• **DATASET**:
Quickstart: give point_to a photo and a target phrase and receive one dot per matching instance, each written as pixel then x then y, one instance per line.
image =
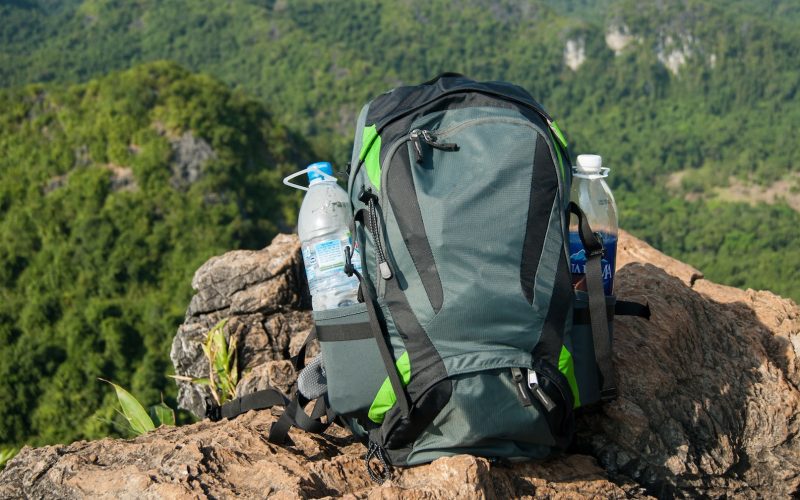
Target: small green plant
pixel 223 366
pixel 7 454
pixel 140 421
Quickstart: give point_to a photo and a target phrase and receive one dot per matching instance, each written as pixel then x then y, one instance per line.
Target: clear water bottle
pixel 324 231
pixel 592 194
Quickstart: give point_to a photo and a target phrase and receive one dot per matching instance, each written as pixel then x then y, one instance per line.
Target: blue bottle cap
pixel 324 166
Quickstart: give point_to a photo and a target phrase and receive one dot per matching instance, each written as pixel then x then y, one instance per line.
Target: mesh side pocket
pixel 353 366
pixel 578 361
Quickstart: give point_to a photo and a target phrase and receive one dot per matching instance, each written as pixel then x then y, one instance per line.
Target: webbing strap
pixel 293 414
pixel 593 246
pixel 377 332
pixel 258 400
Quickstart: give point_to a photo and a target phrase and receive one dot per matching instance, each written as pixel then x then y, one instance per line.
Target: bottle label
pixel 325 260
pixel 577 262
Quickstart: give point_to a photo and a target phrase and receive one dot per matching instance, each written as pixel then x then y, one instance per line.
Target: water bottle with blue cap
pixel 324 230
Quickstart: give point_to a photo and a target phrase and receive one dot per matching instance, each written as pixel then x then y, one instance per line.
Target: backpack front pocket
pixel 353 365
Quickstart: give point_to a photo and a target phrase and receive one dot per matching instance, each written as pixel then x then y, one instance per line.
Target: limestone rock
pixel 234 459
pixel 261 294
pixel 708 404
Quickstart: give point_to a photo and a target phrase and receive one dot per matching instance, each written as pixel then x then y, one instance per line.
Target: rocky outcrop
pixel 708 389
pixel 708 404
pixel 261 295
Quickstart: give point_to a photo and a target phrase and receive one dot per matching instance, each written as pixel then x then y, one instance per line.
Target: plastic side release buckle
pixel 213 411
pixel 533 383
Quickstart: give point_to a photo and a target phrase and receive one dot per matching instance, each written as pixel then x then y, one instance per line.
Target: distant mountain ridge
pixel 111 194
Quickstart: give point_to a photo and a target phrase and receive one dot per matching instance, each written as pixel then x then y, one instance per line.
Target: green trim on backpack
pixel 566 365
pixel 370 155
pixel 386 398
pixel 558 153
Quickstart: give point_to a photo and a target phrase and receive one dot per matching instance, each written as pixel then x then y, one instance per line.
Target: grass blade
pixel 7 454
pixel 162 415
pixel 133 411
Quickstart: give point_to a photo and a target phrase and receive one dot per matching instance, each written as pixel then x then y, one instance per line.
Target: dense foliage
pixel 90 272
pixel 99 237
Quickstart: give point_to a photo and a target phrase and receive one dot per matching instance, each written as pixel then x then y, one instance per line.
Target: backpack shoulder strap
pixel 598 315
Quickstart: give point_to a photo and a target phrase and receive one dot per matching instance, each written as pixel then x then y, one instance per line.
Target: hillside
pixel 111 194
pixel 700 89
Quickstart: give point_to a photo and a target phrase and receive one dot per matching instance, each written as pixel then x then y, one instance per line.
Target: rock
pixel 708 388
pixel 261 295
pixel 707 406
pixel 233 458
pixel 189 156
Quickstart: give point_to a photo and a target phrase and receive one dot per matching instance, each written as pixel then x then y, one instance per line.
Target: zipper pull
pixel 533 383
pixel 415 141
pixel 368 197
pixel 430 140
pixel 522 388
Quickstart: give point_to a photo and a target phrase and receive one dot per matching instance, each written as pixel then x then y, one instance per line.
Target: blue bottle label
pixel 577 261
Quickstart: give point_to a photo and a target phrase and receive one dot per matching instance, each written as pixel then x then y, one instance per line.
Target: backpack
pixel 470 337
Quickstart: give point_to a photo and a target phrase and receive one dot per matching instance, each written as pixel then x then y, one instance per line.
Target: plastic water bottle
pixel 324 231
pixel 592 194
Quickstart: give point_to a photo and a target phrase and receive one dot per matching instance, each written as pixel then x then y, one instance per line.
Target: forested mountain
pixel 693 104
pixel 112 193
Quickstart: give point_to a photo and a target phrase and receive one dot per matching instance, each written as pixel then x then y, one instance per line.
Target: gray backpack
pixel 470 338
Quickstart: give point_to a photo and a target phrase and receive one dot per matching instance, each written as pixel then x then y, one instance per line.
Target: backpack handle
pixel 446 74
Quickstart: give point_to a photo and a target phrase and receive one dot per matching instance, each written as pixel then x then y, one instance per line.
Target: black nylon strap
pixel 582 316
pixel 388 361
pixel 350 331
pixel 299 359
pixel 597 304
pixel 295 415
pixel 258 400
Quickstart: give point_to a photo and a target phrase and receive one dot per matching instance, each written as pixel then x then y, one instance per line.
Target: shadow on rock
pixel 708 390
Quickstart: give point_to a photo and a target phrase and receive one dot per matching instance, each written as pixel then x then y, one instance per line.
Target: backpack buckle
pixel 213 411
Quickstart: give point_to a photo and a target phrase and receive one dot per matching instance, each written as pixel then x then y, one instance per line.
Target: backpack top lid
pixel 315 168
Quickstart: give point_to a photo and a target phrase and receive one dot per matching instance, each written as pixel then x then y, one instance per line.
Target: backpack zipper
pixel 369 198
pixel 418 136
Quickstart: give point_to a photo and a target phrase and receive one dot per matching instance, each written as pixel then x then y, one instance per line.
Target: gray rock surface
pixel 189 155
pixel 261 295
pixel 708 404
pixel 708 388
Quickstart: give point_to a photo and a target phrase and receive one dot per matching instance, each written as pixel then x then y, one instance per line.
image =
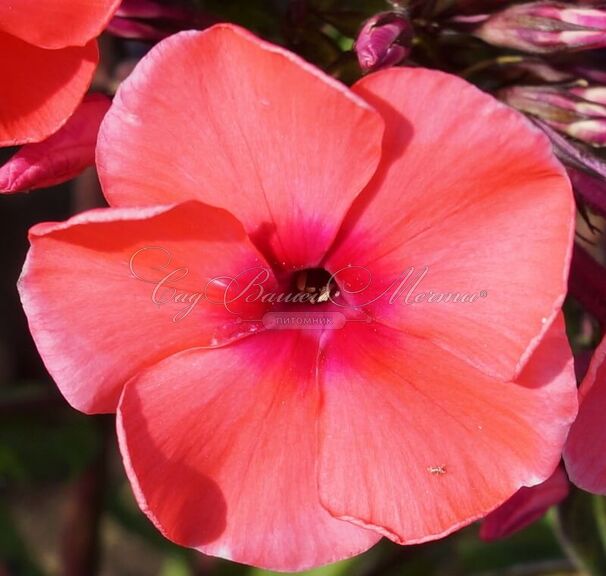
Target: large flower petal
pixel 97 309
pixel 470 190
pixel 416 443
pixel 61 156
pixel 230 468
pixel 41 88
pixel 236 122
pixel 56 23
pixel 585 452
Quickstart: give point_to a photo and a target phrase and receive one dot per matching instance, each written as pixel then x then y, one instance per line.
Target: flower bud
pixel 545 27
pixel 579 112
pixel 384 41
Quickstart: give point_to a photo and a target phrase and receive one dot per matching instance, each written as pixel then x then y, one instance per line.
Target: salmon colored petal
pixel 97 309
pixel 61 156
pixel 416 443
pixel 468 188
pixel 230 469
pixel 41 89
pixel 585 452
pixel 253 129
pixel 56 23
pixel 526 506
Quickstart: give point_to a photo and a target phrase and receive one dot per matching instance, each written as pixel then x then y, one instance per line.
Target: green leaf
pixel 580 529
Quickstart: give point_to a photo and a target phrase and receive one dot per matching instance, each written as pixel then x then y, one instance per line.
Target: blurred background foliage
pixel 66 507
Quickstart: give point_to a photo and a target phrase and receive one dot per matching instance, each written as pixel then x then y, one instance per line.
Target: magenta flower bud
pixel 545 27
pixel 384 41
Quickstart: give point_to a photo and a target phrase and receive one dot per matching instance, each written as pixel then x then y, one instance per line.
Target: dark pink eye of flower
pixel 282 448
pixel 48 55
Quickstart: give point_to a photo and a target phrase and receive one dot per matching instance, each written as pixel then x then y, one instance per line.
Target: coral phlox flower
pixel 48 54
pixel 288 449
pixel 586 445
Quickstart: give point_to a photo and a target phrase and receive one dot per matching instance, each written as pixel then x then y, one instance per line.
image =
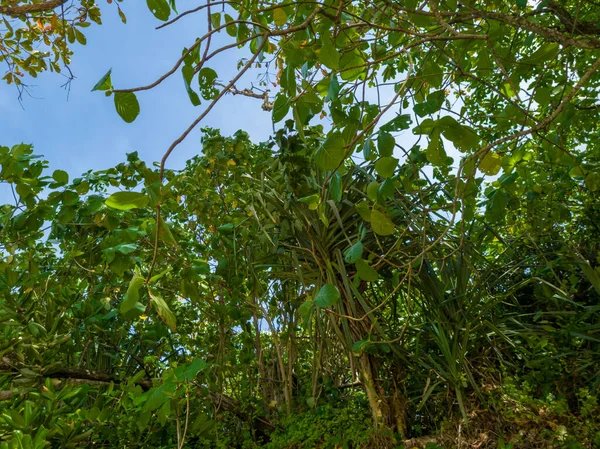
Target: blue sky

• **GIVEN REQUEST**: Which lines in the entries above contain the word "zipper"? Select and copy each of them.

• **TASK RESULT**:
Target: zipper pull
Target: backpack zipper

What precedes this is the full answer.